_Text section:_
___
# UDACITY Designing Your First Workflow - Step Functions

## Step Functions & SageMaker

In the prior exercises, we've been working with many small services. This can be overwhelming for a data scientist that wants to establish a consistent methodology for handling data. Step Functions is an orchestration service that can allow us to utilize SageMaker in a methodical and consistent way. Step Functions also integrates with Lambda, which can allow us to potentially automate our entire machine learning pipeline end-to-end. Let's get a handle on what a 'step' in a step function looks like.

In this exercise, you will create a preprocessing step and a training step. Then you will create a step function to chain the two steps.

## Exercise: Grant Permissions and install packages.

Attach the IAMFullAccess and the StepFunctionsFullAccess polices to your SageMaker execution role.

In [1]:
%%bash
pip install stepfunctions -q

## Exercise: Fill out preprocessing step.

The 'step' interface is designed to be quite similar to the Preprocessing Job in lesson 2. The main difference between these is the ability of a 'step' to interface with other steps. Given the successful outcome of a single step, the next step specified in a workflow will automatically continue. In our case, a training step will launch given the successful outcome of a preprocessing step. The preprocessing step has been encoded for you. Upload the preprocessing code 'HelloBlazePreprocess.py' and the zipped dataset 'reviews_Musical_Instruments_5.json.zip' to s3, and fill out the constants in the code below. 

Code below is the preprocessing step. Fill in the constants in the code.

In [2]:
import boto3
s3 = boto3.client("s3")
s3.upload_file(
    "HelloBlazePreprocess.py",
    Bucket="udacity-landingzone",
    Key="lesson3-stepfunction/script/HelloBlazePreprocess.py")

In [3]:
from sagemaker import get_execution_role
from sagemaker.sklearn.processing import SKLearnProcessor
from sagemaker.processing import ProcessingInput, ProcessingOutput
from stepfunctions.steps.sagemaker import ProcessingStep
import sagemaker
import time

role = get_execution_role()
___
_Dataset section:_

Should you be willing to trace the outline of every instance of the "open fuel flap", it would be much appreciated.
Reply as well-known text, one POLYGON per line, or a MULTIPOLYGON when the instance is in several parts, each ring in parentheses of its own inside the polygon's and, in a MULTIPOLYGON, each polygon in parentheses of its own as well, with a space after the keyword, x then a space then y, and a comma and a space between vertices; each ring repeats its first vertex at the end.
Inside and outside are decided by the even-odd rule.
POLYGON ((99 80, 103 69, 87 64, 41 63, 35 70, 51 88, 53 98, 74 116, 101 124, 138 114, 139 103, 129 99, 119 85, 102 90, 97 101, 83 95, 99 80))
___
_Required work:_
1/ Which two policies does the Step Functions exercise say to attach to the SageMaker execution role?
2/ Summarize the Step Functions exercise in two sentences.
The listing has nothing to do with what follows.

_Outputs:_
1/ IAMFullAccess and StepFunctionsFullAccess.

2/ Step Functions is an orchestration service that lets SageMaker be used in a methodical, consistent way, and its integration with Lambda can potentially automate an entire machine learning pipeline end-to-end. The exercise has you create a preprocessing step and a training step and chain them with a step function, so that the training step launches once preprocessing succeeds.